● **What is expected**: Convert each line of all the records below into a JSON list of strings, one string per line, and leave out any blank lines.

[Dataset entries start]

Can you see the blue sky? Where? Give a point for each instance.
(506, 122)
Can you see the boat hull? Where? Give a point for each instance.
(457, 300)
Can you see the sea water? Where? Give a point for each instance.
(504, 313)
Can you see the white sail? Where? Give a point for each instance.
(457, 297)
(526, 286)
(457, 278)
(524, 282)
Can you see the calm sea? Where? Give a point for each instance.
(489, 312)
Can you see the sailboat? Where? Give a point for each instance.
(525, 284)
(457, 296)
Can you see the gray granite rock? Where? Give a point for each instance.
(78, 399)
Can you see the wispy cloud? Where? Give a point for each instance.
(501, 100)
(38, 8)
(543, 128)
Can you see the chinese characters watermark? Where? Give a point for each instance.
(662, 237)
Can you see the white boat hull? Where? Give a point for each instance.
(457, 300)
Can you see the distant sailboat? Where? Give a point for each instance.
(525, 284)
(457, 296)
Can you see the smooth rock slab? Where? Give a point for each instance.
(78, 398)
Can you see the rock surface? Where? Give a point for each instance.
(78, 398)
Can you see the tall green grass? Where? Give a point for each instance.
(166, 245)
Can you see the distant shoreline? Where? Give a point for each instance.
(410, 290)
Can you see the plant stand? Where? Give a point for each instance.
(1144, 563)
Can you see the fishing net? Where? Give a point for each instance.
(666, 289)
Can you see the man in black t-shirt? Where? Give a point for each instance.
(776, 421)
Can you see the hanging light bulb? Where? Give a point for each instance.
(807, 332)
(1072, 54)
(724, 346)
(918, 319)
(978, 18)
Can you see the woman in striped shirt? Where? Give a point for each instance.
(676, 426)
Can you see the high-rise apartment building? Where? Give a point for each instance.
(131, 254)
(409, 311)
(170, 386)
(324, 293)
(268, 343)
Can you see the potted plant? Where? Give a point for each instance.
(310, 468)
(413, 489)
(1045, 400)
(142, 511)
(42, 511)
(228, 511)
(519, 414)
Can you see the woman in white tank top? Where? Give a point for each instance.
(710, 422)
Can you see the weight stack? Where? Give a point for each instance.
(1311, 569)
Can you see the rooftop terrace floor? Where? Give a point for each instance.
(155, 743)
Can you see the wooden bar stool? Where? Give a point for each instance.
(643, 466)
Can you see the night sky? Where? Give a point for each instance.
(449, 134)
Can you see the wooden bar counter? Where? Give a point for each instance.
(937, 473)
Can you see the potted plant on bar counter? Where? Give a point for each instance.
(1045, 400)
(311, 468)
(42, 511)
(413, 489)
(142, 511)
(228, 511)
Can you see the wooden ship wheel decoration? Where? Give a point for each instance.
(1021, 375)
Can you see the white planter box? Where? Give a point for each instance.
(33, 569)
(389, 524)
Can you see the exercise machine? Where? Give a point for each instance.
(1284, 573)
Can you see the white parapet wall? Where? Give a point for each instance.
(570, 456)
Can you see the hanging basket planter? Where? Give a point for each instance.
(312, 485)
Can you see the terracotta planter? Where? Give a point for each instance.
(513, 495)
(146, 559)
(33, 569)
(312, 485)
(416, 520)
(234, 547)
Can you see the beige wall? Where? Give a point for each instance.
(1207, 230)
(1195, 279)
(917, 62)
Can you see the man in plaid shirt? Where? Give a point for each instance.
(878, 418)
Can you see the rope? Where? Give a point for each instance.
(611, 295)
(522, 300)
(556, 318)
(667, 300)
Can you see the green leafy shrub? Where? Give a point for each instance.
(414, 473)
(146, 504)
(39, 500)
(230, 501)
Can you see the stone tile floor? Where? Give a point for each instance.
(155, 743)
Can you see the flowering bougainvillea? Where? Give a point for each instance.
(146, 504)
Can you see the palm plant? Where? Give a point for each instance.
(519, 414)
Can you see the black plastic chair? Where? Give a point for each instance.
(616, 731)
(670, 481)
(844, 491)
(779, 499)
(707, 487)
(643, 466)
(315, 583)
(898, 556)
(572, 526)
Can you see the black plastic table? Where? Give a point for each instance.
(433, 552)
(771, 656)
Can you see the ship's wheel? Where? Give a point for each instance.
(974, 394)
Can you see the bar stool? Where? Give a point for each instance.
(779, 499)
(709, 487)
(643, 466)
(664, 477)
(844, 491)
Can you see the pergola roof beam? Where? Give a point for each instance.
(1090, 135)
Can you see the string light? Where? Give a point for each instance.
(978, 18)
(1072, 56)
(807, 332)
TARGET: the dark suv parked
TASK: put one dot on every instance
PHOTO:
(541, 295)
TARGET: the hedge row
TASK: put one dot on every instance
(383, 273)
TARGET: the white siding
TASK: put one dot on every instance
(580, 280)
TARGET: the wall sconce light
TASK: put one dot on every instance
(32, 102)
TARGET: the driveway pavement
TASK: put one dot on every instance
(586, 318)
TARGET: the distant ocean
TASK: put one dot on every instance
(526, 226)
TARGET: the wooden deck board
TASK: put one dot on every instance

[Dataset entries end]

● **Correct answer**:
[
  "Can you see the blue sky? Where? Give a point for each instance.",
  "(506, 122)",
  "Can you see the boat hull? Where? Give a point for each instance.",
  "(457, 300)",
  "Can you see the sea water? Where? Give a point for each instance.",
  "(504, 313)",
  "Can you see the white sail? Where? Give a point for each instance.",
  "(457, 297)",
  "(526, 286)",
  "(457, 278)",
  "(524, 282)",
  "Can you see the calm sea? Where? Give a point for each instance.",
  "(489, 312)",
  "Can you see the sailboat? Where? Give a point for each instance.",
  "(525, 284)",
  "(457, 296)",
  "Can you see the gray granite rock? Where? Give a point for each instance.",
  "(78, 399)",
  "Can you see the wispy cloud? Where? Give a point for each instance.",
  "(501, 100)",
  "(38, 8)",
  "(543, 128)",
  "Can you see the chinese characters watermark? Where? Give a point for each instance.",
  "(662, 237)",
  "Can you see the white boat hull? Where? Give a point for each instance.",
  "(457, 300)",
  "Can you see the distant sailboat? Where? Give a point for each instance.",
  "(525, 284)",
  "(457, 296)",
  "Can you see the smooth rock slab? Where? Give a point for each instance.",
  "(78, 398)",
  "Can you see the rock surface? Where? Give a point for each instance.",
  "(78, 398)",
  "Can you see the tall green grass? Where? Give a point for each instance.",
  "(166, 245)",
  "Can you see the distant shoreline? Where? Give a point for each instance.",
  "(410, 290)",
  "Can you see the plant stand? Where? Give a point for each instance.",
  "(1144, 563)",
  "Can you see the fishing net? Where? Give a point for each instance.",
  "(666, 289)",
  "Can you see the man in black t-shirt? Where? Give a point for each instance.",
  "(776, 421)",
  "Can you see the hanging light bulb? Where? Give a point for each instance.",
  "(807, 332)",
  "(1072, 54)",
  "(724, 346)",
  "(918, 319)",
  "(978, 18)",
  "Can you see the woman in striped shirt? Where? Give a point for each instance.",
  "(676, 426)",
  "Can you see the high-rise apartment building? Where? Give a point for each instance.",
  "(131, 254)",
  "(409, 311)",
  "(170, 386)",
  "(324, 293)",
  "(268, 343)",
  "Can you see the potted plant? Where? Give a point for each instance.",
  "(310, 468)",
  "(413, 489)",
  "(1045, 400)",
  "(142, 511)",
  "(42, 511)",
  "(228, 511)",
  "(519, 414)",
  "Can you see the woman in white tank top? Where? Give a point for each instance.",
  "(710, 422)",
  "Can you see the weight stack? Where? Give a point for each instance.",
  "(1311, 569)",
  "Can you see the rooftop terrace floor? Where? Give a point for each instance.",
  "(155, 743)",
  "Can you see the wooden bar stool? Where? Give a point for each instance.",
  "(643, 466)",
  "Can you see the night sky? Where? Give a point for each instance.",
  "(449, 134)",
  "Can you see the wooden bar counter? Where? Give a point for each instance.",
  "(937, 473)",
  "Can you see the potted plant on bar counter? Where? Give a point for each instance.",
  "(1045, 400)",
  "(311, 468)",
  "(42, 511)",
  "(413, 489)",
  "(142, 511)",
  "(228, 511)",
  "Can you see the wooden ship wheel decoration? Where? Give a point for each instance.",
  "(1021, 375)",
  "Can you see the white planter box? Where? Give a point for each instance.",
  "(33, 569)",
  "(389, 524)",
  "Can you see the exercise machine? Where? Give a point for each instance.",
  "(1284, 573)",
  "Can you see the white parapet wall? Where? Give a point for each instance.",
  "(570, 456)",
  "Can you see the hanging basket planter? Where? Give a point for each instance.",
  "(312, 485)",
  "Can you see the terracotta planter? Where? Give a point for each instance.",
  "(513, 495)",
  "(146, 559)",
  "(33, 569)",
  "(312, 485)",
  "(416, 520)",
  "(234, 547)",
  "Can you see the beige wall? Where? Give a point for each instance.",
  "(1207, 230)",
  "(1195, 279)",
  "(917, 62)",
  "Can you see the man in plaid shirt? Where? Give a point for each instance.",
  "(878, 418)",
  "Can you see the rope? Where? Give a point for each instance.",
  "(611, 295)",
  "(522, 300)",
  "(556, 318)",
  "(667, 300)",
  "Can you see the green leafy shrub? Where? Give a point for each instance.",
  "(414, 473)",
  "(146, 504)",
  "(39, 500)",
  "(230, 501)",
  "Can you see the stone tile floor? Where? Give a point for each instance.",
  "(155, 743)",
  "Can you see the flowering bougainvillea? Where? Give a point for each instance.",
  "(146, 504)",
  "Can you see the palm plant? Where? Give a point for each instance.",
  "(519, 414)",
  "Can you see the black plastic chair? Where? Give a point for each instance.",
  "(616, 731)",
  "(670, 481)",
  "(844, 491)",
  "(779, 499)",
  "(707, 487)",
  "(643, 466)",
  "(315, 583)",
  "(898, 556)",
  "(572, 526)",
  "Can you see the black plastic table? Where? Give a point for each instance.",
  "(433, 552)",
  "(771, 656)",
  "Can you see the ship's wheel? Where? Give a point for each instance.",
  "(974, 394)",
  "Can you see the bar stool? Where? Give a point for each instance.",
  "(779, 499)",
  "(709, 487)",
  "(643, 466)",
  "(664, 477)",
  "(844, 491)",
  "Can you see the pergola roof beam? Where? Give a point for each instance.",
  "(1090, 135)",
  "Can you see the string light? Where? Give a point for each instance.",
  "(978, 18)",
  "(1072, 56)",
  "(807, 332)",
  "TARGET: the dark suv parked",
  "TASK: put one dot on every instance",
  "PHOTO:",
  "(541, 295)",
  "TARGET: the hedge row",
  "TASK: put one dot on every instance",
  "(383, 273)",
  "TARGET: the white siding",
  "TASK: put one dot on every instance",
  "(580, 280)",
  "TARGET: the wall sconce light",
  "TASK: put one dot on every instance",
  "(32, 102)",
  "TARGET: the driveway pavement",
  "TASK: put one dot on every instance",
  "(586, 318)",
  "TARGET: the distant ocean",
  "TASK: put one dot on every instance",
  "(526, 226)",
  "TARGET: the wooden deck board",
  "TASK: put one dot on every instance"
]